Document segment —
_ _ _ _
It's about discovering who you are now: someone who crossed an unimaginable threshold and came back with an embodied knowledge about what it means to be alive.
The women I have worked with who have moved through this describe an expanded capacity for emotional depth, for embodied presence, for the full weight of love, that they don't believe they would have found another way. But this isn't a silver lining. It doesn't erase what happened. This emotional expansion and wisdom is called post-traumatic growth.
It's what's discovered on the other side of going all the way through.
How to Begin
Find an SE-Trained Therapist with Perinatal Experience
Somatic Experiencing practitioners complete extensive training through the SE International Trauma Institute. When seeking a therapist, look for someone who is SE-trained and familiar with perinatal and maternal mental health. The SE International practitioner directory at traumahealing.org is a good starting point. Don't hesitate to ask a prospective therapist directly about their experience with birth trauma and obstetric emergencies.
_ _ _ _
Records —
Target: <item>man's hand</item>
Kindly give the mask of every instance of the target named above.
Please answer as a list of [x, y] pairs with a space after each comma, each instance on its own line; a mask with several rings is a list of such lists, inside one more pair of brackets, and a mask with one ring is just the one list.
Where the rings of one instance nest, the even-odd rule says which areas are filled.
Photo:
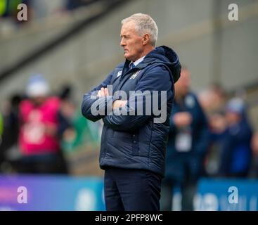
[[192, 115], [187, 112], [175, 113], [173, 117], [173, 121], [179, 128], [190, 125], [192, 120]]
[[108, 96], [109, 94], [108, 89], [106, 87], [105, 88], [102, 87], [101, 89], [98, 91], [97, 96], [98, 97]]
[[116, 100], [113, 102], [113, 110], [124, 107], [127, 103], [127, 101], [124, 100]]

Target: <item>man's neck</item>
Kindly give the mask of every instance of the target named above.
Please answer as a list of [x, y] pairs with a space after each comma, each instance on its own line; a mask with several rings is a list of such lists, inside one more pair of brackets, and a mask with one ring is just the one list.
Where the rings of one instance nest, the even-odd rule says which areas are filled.
[[137, 58], [136, 60], [132, 60], [132, 61], [134, 63], [134, 62], [137, 61], [138, 59], [140, 59], [140, 58], [141, 58], [143, 57], [145, 57], [147, 54], [148, 54], [154, 49], [155, 49], [155, 47], [153, 47], [153, 46], [146, 46], [146, 48], [143, 49], [143, 51], [141, 53], [140, 57], [138, 58]]

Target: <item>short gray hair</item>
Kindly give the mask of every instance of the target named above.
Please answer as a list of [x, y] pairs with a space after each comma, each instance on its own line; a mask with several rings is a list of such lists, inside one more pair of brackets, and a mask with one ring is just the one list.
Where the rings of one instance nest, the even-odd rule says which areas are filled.
[[153, 19], [147, 14], [136, 13], [122, 20], [121, 24], [124, 25], [131, 21], [135, 22], [136, 29], [139, 35], [143, 35], [146, 33], [150, 34], [150, 44], [155, 46], [157, 39], [158, 29]]

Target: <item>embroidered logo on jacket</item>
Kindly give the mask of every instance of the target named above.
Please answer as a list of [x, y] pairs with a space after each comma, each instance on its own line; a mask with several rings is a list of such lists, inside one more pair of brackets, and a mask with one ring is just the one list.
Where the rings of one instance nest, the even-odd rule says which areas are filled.
[[139, 72], [141, 72], [141, 70], [138, 70], [138, 71], [136, 71], [135, 73], [134, 73], [131, 76], [131, 77], [130, 77], [130, 79], [135, 79], [135, 77], [137, 77], [137, 75], [139, 74]]
[[118, 71], [117, 77], [120, 77], [122, 75], [122, 70]]

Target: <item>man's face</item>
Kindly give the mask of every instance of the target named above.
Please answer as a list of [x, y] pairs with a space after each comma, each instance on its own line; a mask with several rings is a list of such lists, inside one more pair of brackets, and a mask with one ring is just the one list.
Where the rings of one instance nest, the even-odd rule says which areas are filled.
[[184, 96], [189, 91], [191, 85], [190, 73], [187, 70], [182, 70], [178, 82], [175, 84], [175, 94]]
[[124, 48], [124, 56], [129, 60], [135, 61], [143, 56], [144, 38], [139, 36], [133, 21], [124, 24], [121, 28], [120, 45]]

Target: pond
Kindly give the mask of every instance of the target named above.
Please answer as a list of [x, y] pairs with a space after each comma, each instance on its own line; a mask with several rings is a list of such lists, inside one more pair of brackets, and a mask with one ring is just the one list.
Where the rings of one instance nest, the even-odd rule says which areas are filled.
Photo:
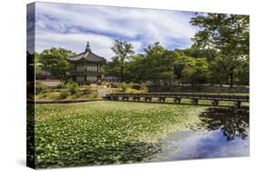
[[209, 108], [201, 123], [187, 131], [170, 133], [153, 161], [248, 156], [249, 110]]

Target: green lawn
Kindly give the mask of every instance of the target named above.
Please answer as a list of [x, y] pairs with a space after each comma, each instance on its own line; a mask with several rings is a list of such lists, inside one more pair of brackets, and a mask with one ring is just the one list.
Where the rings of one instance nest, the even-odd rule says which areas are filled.
[[161, 140], [168, 133], [195, 126], [204, 109], [110, 101], [37, 105], [36, 167], [149, 160], [161, 150]]

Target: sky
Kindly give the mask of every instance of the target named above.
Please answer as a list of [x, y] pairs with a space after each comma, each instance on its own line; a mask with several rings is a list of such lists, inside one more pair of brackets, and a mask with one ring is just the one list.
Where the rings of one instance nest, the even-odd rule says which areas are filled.
[[27, 29], [35, 21], [38, 53], [51, 47], [81, 53], [89, 41], [95, 54], [110, 60], [116, 39], [132, 44], [136, 53], [155, 42], [170, 50], [189, 47], [199, 30], [189, 24], [192, 16], [193, 12], [36, 3]]

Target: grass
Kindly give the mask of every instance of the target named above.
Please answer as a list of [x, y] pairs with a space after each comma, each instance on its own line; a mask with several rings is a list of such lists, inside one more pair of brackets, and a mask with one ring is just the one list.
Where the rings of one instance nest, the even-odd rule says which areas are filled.
[[147, 161], [160, 152], [168, 133], [196, 125], [205, 109], [130, 102], [36, 107], [37, 168]]

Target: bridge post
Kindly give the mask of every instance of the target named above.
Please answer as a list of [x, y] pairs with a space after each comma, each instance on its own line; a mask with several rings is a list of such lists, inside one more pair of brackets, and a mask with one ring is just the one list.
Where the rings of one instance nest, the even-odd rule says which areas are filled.
[[199, 99], [198, 99], [198, 98], [192, 98], [192, 99], [191, 99], [191, 103], [192, 103], [193, 105], [198, 105], [198, 104], [199, 104]]
[[219, 100], [212, 100], [211, 101], [211, 105], [215, 106], [218, 106], [219, 105]]
[[151, 102], [151, 100], [152, 100], [152, 97], [151, 96], [145, 96], [145, 101], [146, 102]]
[[237, 108], [241, 108], [241, 101], [234, 101], [234, 106], [236, 106]]
[[164, 103], [165, 102], [165, 97], [159, 97], [159, 103]]

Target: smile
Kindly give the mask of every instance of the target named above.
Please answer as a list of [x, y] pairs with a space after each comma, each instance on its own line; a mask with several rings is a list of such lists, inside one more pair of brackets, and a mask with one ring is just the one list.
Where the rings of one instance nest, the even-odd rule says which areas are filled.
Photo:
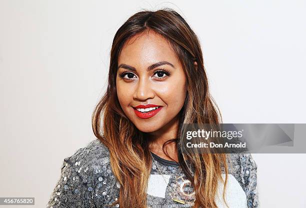
[[154, 104], [140, 105], [133, 107], [135, 114], [142, 119], [150, 118], [155, 116], [162, 107]]

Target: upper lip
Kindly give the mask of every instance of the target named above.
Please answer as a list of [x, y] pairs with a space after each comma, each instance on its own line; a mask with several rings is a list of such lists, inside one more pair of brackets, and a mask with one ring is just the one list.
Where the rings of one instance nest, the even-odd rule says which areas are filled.
[[159, 107], [160, 106], [158, 106], [154, 104], [140, 104], [139, 106], [136, 106], [136, 108], [154, 108], [154, 107]]

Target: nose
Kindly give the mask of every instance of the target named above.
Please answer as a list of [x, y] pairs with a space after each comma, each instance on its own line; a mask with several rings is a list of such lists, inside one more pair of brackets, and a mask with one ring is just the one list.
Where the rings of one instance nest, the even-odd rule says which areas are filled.
[[154, 94], [150, 80], [144, 78], [140, 79], [134, 93], [134, 98], [140, 100], [145, 100], [154, 98]]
_ _ _ _
Required actions —
**a.** From the passage on healing after birth trauma, repeat word for word the part that opens with the words containing "It's about discovering" and closes with "called post-traumatic growth.".
**b.** In the passage on healing after birth trauma, what is the emotional expansion and wisdom that some women describe called?
**c.** Take the passage on healing after birth trauma further, continuing on from its last sentence.

Answers below —
**a.**
It's about discovering who you are now: someone who crossed an unimaginable threshold and came back with an embodied knowledge about what it means to be alive.
The women I have worked with who have moved through this describe an expanded capacity for emotional depth, for embodied presence, for the full weight of love, that they don't believe they would have found another way. But this isn't a silver lining. It doesn't erase what happened. This emotional expansion and wisdom is called post-traumatic growth.

**b.** It is called post-traumatic growth.

**c.**
Build Your Full Circle of Support
SE works best within a broader network. This might include individual therapy, a postpartum trauma support group, a trauma-informed body practice like yoga, and — when you are ready — connection with other women who have survived what you survived. You do not have to carry this alone, and you were never meant to.
Give Yourself Permission to be Angry
If there is anger — at the room, at the speed of it, at the people who moved past you without seeing you, at the body that frightened you, at the cultural pressure to simply be grateful — let it have space. Not as a place to live permanently, but as a necessary passage. Anger, in trauma healing, is often a sign that the nervous system is beginning to believe it has the right to respond. That's not a problem. That's medicine.
Let Healing Be Slow
There is no schedule for this. Some women experience significant shifts in a handful of SE sessions. For others, the layers release gradually over months or years. Both are valid. What matters isn't the pace but the direction and that you are not walking it alone.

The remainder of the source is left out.